MATERIAL SUPPLIED:
* * * *

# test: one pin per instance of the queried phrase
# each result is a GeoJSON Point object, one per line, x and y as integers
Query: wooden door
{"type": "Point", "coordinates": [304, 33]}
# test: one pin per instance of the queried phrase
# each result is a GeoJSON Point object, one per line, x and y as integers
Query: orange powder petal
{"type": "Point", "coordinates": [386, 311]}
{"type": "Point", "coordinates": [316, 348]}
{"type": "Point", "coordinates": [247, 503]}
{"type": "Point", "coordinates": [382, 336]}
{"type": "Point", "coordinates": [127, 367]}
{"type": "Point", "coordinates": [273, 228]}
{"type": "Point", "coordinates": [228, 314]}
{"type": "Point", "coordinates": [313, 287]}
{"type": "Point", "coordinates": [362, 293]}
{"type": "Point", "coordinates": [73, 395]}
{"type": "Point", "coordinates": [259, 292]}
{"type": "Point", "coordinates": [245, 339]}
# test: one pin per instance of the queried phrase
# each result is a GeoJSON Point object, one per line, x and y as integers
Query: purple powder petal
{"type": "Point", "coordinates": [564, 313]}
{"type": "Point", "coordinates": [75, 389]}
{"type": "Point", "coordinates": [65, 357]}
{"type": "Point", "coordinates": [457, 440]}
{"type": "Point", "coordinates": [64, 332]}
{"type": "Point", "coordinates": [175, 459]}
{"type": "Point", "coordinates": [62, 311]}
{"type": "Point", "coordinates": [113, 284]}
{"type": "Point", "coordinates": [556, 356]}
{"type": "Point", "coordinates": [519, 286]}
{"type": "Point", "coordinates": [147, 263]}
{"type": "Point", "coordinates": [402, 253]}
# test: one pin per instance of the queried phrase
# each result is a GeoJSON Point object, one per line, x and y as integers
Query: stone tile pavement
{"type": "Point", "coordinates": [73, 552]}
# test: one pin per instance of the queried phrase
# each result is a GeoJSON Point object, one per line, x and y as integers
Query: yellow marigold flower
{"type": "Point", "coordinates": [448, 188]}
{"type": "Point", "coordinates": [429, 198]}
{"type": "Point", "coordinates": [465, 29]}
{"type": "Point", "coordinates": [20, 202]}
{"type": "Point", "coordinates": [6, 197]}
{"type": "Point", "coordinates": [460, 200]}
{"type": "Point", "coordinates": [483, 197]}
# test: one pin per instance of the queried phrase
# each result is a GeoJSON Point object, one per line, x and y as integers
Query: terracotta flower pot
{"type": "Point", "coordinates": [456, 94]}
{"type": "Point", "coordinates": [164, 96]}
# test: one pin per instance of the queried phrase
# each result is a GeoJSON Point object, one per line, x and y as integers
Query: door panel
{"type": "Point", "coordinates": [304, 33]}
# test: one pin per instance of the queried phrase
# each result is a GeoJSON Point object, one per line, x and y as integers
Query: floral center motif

* * * *

AIM: Repeat every line of the records above exactly.

COMPLETE OUTPUT:
# test: one pin per instance of the queried phrase
# each result is a GeoJSON Point object, one per line, x and y as integers
Query: wooden door
{"type": "Point", "coordinates": [304, 33]}
# test: one pin per instance of the queried phrase
# each result is a GeoJSON Point object, one per line, x and y as integers
Query: orange powder petal
{"type": "Point", "coordinates": [386, 311]}
{"type": "Point", "coordinates": [316, 348]}
{"type": "Point", "coordinates": [247, 503]}
{"type": "Point", "coordinates": [382, 336]}
{"type": "Point", "coordinates": [127, 367]}
{"type": "Point", "coordinates": [273, 228]}
{"type": "Point", "coordinates": [228, 314]}
{"type": "Point", "coordinates": [313, 287]}
{"type": "Point", "coordinates": [362, 293]}
{"type": "Point", "coordinates": [73, 395]}
{"type": "Point", "coordinates": [259, 292]}
{"type": "Point", "coordinates": [245, 339]}
# test: one pin per instance of the queried phrase
# each result is a GeoJSON Point object, one per line, x and y as integers
Query: purple powder petal
{"type": "Point", "coordinates": [564, 313]}
{"type": "Point", "coordinates": [75, 389]}
{"type": "Point", "coordinates": [65, 357]}
{"type": "Point", "coordinates": [457, 440]}
{"type": "Point", "coordinates": [64, 332]}
{"type": "Point", "coordinates": [175, 459]}
{"type": "Point", "coordinates": [62, 311]}
{"type": "Point", "coordinates": [113, 284]}
{"type": "Point", "coordinates": [556, 356]}
{"type": "Point", "coordinates": [519, 286]}
{"type": "Point", "coordinates": [147, 263]}
{"type": "Point", "coordinates": [402, 253]}
# test: one pin per instance of the queried phrase
# each result is a GeoJSON Point object, one per line, x and y as integers
Query: stone tile pavement
{"type": "Point", "coordinates": [73, 552]}
# test: one pin per instance of the queried phrase
# each result is a GeoJSON Point object, one per line, x and y as integers
Query: yellow marigold flower
{"type": "Point", "coordinates": [448, 188]}
{"type": "Point", "coordinates": [429, 198]}
{"type": "Point", "coordinates": [465, 29]}
{"type": "Point", "coordinates": [20, 202]}
{"type": "Point", "coordinates": [6, 197]}
{"type": "Point", "coordinates": [460, 200]}
{"type": "Point", "coordinates": [483, 197]}
# test: one pin per instance of the queried phrase
# each result is a GeoJSON Point object, one per line, x and y as integers
Query: terracotta flower pot
{"type": "Point", "coordinates": [456, 94]}
{"type": "Point", "coordinates": [164, 96]}
# test: one pin per instance of the queried phrase
# each result is a GeoJSON Point object, one per line, x and y as integers
Query: door panel
{"type": "Point", "coordinates": [304, 33]}
# test: one pin per instance of the queried phrase
# each result is a GeoJSON Point object, one per line, x and y as integers
Query: floral center motif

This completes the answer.